→ **WHAT THE EXERCISE ASKS**
Copy exactly the lines of the data below that run from the line holding "wrist, that would be wonderful." through the line holding "Target: eyeglasses", both ends included.

Records from a data source

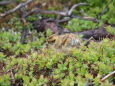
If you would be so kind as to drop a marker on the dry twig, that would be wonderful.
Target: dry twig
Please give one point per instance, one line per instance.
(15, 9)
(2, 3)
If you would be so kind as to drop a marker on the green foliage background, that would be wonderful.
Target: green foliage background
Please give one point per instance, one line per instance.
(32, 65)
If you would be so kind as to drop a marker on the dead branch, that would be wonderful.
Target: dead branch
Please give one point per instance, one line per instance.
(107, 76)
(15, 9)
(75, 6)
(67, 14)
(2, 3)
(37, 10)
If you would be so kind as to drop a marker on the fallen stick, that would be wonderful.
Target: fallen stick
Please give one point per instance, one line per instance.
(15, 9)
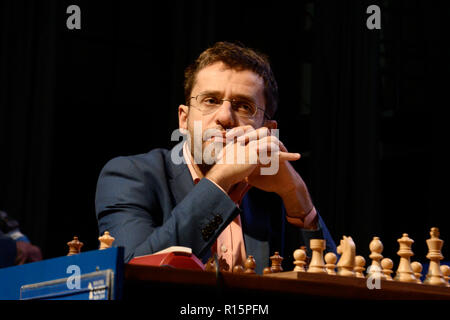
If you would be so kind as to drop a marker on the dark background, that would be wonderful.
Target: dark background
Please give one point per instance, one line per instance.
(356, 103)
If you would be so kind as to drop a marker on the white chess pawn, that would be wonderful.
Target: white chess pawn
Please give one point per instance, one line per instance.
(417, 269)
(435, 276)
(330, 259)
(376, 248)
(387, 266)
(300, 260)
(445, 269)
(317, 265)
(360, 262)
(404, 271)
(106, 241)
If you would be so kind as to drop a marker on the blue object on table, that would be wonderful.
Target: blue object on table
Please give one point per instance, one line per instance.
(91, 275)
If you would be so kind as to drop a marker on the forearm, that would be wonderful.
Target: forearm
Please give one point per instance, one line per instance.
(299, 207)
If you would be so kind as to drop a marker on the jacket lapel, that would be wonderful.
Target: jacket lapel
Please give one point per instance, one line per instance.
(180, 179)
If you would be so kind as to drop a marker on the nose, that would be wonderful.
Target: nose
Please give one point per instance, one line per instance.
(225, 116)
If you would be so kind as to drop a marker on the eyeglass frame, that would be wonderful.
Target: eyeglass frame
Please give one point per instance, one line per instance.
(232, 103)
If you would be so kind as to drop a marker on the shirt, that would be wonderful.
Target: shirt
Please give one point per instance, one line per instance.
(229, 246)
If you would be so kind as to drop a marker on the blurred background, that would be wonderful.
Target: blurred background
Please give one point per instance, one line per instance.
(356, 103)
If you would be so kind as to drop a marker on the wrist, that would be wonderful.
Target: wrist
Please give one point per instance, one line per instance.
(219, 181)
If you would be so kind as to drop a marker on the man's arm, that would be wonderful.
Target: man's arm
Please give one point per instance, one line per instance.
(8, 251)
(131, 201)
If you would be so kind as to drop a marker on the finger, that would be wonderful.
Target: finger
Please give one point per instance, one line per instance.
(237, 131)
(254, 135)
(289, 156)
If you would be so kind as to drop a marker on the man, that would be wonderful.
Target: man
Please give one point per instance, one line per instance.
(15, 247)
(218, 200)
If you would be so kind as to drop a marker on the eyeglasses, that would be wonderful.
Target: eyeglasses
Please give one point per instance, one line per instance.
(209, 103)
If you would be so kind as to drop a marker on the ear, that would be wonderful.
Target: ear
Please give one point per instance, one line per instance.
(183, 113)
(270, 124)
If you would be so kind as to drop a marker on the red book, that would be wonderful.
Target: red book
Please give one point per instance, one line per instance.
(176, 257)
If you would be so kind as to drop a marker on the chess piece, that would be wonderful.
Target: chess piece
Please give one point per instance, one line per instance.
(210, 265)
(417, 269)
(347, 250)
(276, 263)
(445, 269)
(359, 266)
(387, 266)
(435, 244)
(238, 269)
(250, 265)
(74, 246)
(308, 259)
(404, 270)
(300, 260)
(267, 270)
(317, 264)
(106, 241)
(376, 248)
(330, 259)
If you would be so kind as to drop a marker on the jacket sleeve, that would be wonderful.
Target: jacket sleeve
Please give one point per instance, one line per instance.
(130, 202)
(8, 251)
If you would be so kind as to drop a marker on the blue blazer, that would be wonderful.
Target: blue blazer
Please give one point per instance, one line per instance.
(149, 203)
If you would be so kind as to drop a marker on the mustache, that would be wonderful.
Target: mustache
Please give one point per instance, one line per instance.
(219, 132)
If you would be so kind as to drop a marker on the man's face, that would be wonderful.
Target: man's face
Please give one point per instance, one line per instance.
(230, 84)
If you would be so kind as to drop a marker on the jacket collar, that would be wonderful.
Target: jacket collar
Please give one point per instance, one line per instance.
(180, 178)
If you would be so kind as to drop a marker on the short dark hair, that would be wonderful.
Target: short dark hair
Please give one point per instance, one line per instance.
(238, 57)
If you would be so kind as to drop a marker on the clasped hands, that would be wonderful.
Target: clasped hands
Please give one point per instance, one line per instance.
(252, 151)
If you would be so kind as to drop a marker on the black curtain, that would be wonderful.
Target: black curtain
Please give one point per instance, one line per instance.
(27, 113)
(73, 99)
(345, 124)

→ **SOLUTION TO THIS PROBLEM**
If you would be so kind as to drop a marker on the wrist, that would be wonderful.
Target: wrist
Please give one point per instance, one line per instance.
(219, 181)
If you would be so kind as to drop a marker on the man's arm, that would be wonderful.
Target: man's arm
Please give one point per instance, one line per instance.
(8, 251)
(131, 201)
If you would be so kind as to drop a marker on the finger, that would be wonderful.
Target: finger
Please give one point per instance, one line per instance.
(237, 131)
(254, 135)
(289, 156)
If you would be so kind as to drop a marker on the man, that would be wonderful.
Target: man
Please give one point per instance, one line per instance.
(15, 247)
(218, 200)
If you would be so kind as to drop a marker on the eyeglasses, that would be wonderful.
Target: eyeglasses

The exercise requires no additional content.